__WHAT YOU WILL DO__.
Filter the listing so that only lines with the word "below" remain.

__RECORDED DATA__.
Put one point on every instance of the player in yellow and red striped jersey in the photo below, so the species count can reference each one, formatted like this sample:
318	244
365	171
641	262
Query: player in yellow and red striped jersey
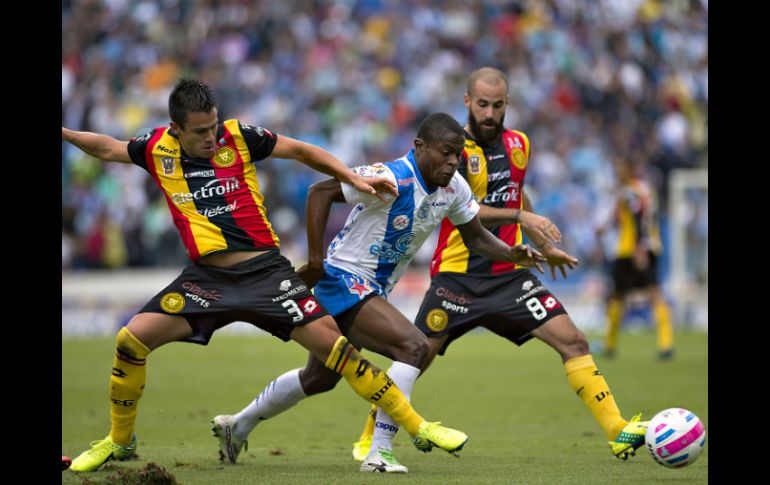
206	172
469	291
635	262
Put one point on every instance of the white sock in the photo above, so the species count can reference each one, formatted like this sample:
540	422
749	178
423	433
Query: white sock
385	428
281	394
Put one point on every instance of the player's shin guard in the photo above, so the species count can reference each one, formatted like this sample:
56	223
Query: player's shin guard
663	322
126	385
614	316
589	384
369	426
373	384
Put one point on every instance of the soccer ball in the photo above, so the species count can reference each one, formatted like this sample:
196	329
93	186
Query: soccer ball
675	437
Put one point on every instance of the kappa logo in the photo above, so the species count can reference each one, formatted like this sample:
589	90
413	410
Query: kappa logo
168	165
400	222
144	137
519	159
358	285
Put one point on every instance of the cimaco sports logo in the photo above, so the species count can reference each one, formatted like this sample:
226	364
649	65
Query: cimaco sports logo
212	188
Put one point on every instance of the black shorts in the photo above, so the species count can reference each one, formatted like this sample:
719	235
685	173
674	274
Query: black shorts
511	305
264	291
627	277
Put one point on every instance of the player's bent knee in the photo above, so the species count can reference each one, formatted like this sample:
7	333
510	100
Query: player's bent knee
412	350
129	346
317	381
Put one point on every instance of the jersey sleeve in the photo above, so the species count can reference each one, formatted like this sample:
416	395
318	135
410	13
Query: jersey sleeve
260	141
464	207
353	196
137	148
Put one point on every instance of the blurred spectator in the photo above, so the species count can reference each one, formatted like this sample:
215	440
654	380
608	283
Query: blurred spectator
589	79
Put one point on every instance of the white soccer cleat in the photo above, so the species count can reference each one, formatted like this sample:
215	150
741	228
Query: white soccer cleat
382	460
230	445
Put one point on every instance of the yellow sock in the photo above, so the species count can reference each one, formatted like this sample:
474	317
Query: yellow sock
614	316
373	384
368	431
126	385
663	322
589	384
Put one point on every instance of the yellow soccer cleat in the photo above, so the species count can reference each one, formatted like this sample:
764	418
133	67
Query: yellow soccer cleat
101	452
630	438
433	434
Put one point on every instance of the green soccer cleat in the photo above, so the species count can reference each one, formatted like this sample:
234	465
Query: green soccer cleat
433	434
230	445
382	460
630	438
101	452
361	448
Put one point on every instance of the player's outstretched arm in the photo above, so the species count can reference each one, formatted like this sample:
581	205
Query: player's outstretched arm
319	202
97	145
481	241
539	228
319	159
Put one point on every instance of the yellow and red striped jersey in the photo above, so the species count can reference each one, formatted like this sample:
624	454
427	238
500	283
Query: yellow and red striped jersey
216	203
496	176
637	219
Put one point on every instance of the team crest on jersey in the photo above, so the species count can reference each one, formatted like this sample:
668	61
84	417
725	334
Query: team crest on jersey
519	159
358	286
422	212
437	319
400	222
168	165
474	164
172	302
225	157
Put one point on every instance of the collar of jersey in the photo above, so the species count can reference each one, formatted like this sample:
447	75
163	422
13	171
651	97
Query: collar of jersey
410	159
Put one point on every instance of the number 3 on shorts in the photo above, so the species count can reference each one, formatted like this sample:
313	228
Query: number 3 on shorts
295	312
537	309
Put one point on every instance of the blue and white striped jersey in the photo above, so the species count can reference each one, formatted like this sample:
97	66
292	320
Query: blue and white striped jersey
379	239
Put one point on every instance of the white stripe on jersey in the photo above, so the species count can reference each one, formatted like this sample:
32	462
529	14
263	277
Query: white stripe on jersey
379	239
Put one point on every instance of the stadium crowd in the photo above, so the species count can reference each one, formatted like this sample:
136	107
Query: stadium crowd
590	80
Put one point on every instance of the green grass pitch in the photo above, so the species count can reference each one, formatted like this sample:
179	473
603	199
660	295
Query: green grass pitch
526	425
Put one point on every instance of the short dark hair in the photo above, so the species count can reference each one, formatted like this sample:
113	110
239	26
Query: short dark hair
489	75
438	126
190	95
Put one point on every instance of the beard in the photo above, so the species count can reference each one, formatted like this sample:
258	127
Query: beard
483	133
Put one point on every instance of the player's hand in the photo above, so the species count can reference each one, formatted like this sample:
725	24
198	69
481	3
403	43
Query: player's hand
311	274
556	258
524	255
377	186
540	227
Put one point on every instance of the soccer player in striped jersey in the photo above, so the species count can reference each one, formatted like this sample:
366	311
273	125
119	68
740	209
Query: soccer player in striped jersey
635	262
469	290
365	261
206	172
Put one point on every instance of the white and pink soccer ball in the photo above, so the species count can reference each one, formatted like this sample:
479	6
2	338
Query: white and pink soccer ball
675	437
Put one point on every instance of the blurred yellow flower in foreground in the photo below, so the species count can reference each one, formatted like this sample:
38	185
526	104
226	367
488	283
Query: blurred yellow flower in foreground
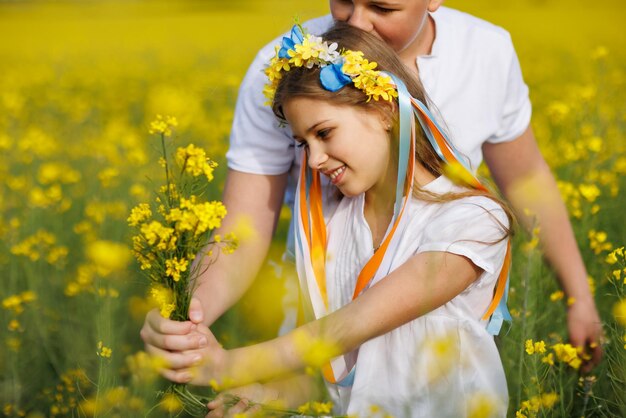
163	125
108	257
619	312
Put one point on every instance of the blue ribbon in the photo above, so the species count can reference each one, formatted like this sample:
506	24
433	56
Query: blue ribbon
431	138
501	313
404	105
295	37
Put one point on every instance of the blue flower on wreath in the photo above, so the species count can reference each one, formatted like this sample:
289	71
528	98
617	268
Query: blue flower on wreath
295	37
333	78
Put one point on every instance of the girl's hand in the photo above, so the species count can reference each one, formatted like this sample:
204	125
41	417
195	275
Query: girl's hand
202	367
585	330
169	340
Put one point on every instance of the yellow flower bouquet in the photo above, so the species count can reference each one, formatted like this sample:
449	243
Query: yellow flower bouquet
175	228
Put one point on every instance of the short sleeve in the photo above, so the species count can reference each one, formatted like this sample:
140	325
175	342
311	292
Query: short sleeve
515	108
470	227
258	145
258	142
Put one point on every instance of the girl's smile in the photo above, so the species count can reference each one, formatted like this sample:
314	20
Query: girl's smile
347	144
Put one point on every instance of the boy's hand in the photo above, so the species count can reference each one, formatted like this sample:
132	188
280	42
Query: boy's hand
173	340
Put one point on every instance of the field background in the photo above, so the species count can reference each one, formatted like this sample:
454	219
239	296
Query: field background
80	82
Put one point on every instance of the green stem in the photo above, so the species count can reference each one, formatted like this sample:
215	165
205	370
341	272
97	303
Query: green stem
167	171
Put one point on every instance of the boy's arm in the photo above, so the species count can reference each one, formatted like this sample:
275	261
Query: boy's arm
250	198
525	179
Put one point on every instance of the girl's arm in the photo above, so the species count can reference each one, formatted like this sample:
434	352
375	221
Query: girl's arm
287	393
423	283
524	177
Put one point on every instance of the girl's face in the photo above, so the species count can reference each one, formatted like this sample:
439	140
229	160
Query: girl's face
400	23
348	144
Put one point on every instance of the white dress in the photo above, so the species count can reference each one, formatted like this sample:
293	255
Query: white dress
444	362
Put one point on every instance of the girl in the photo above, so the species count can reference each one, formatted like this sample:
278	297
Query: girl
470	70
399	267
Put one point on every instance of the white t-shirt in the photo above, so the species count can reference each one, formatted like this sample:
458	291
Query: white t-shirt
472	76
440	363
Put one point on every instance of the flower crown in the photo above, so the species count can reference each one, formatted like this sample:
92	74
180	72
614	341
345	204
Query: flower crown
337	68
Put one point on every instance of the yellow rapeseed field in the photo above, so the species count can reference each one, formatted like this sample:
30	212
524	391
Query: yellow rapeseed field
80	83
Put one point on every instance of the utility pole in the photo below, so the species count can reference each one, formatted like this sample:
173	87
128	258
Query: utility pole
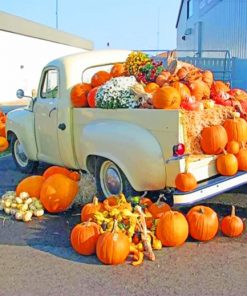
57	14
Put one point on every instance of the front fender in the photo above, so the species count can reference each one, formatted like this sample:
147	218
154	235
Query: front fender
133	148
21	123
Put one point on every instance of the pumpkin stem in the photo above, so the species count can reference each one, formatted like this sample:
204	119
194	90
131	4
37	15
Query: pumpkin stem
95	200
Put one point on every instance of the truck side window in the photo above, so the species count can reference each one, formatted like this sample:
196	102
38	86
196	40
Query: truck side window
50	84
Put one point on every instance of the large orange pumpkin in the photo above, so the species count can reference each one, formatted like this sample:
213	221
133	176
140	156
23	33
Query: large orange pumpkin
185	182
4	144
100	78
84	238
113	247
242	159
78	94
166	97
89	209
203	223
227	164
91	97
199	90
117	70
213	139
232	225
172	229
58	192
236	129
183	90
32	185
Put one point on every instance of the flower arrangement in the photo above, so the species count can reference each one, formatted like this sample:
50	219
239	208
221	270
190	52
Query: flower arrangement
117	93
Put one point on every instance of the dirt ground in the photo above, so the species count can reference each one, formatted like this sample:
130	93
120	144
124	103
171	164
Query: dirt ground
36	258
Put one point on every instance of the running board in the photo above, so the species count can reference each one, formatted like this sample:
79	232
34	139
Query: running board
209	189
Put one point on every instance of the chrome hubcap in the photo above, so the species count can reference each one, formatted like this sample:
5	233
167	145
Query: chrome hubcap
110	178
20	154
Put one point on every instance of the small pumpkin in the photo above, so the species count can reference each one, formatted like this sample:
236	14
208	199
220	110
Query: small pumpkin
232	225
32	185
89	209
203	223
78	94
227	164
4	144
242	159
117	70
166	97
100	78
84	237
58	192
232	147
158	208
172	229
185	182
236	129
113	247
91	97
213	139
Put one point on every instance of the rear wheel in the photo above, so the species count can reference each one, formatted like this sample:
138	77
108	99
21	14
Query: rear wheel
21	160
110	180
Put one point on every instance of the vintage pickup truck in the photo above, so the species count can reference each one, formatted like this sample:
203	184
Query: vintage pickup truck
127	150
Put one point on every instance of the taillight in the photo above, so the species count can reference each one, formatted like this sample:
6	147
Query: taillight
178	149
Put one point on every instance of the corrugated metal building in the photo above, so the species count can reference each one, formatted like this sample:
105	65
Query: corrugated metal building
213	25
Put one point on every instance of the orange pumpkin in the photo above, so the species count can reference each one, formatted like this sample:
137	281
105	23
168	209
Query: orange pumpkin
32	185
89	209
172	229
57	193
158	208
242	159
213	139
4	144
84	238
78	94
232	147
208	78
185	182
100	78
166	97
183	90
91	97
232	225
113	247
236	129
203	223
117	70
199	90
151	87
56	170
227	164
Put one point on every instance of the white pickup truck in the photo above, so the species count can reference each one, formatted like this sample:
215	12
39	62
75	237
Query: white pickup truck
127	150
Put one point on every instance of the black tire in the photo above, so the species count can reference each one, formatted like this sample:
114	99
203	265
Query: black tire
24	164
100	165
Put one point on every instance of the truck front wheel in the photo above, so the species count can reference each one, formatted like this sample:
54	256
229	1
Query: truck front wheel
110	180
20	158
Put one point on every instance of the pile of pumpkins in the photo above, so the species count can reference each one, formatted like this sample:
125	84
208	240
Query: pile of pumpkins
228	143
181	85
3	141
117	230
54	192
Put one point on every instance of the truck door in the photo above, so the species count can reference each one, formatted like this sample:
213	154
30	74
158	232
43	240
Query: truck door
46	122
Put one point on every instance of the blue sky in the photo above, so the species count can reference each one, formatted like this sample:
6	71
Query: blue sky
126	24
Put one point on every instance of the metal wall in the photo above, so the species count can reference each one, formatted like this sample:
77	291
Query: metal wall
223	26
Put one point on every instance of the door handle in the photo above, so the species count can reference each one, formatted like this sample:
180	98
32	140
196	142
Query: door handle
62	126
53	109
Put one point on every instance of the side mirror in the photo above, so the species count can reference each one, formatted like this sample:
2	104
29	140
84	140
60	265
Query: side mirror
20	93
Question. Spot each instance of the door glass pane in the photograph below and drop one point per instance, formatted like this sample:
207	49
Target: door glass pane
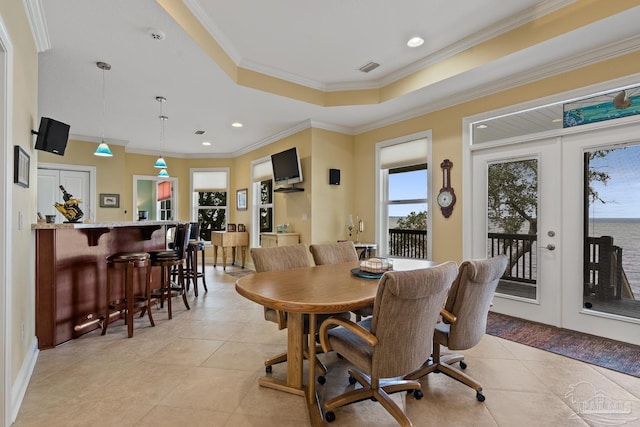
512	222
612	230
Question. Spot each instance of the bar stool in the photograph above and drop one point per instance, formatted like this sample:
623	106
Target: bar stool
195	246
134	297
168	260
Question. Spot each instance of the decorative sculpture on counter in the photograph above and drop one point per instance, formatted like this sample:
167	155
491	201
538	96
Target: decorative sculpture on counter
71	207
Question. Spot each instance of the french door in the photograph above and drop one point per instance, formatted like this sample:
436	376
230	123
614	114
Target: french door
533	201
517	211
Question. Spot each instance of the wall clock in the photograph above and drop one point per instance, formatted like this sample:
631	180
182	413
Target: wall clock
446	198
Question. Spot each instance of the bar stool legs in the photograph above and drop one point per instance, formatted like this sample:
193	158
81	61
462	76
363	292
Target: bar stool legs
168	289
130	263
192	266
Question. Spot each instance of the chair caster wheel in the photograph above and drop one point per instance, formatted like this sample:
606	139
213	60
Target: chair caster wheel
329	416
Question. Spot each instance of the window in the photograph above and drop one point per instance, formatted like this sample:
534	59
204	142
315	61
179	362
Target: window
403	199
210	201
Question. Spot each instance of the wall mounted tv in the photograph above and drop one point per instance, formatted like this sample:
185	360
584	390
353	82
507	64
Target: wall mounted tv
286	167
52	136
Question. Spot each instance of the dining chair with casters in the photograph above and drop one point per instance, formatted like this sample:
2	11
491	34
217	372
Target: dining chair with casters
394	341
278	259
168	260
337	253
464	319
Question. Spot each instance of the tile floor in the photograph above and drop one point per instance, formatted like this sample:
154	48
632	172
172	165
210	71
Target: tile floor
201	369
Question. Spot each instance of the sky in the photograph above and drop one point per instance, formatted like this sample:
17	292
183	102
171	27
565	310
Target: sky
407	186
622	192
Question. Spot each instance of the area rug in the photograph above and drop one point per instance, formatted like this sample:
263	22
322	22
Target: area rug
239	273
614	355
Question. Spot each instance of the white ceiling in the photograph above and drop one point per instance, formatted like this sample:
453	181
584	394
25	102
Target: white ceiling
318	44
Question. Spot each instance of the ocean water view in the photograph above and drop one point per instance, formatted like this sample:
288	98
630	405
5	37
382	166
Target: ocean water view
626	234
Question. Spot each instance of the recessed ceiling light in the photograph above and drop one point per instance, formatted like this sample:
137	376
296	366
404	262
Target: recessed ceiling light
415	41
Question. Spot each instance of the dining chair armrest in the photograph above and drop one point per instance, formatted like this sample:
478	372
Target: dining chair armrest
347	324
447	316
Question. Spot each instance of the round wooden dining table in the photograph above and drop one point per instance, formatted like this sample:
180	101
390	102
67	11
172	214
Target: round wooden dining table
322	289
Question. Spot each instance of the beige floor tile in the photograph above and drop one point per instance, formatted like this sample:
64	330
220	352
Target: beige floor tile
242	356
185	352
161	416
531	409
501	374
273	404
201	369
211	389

__EXERCISE OUTPUT__.
Put one point on every instance of the player in yellow and red striped jersey in the photo below, so the species count can reference each one, formatted like this sample:
Put one point on every instance of the blurred yellow flower in foreground in the photo below, so the species count can reference each one, formatted like this sample:
Put one point on every instance of the utility pole in the photo below, so the species count can reference each one, formatted like this sample:
Question. Spot each instance of the door glass pane in the photograph below and drop one point per instance, formatted like this sample:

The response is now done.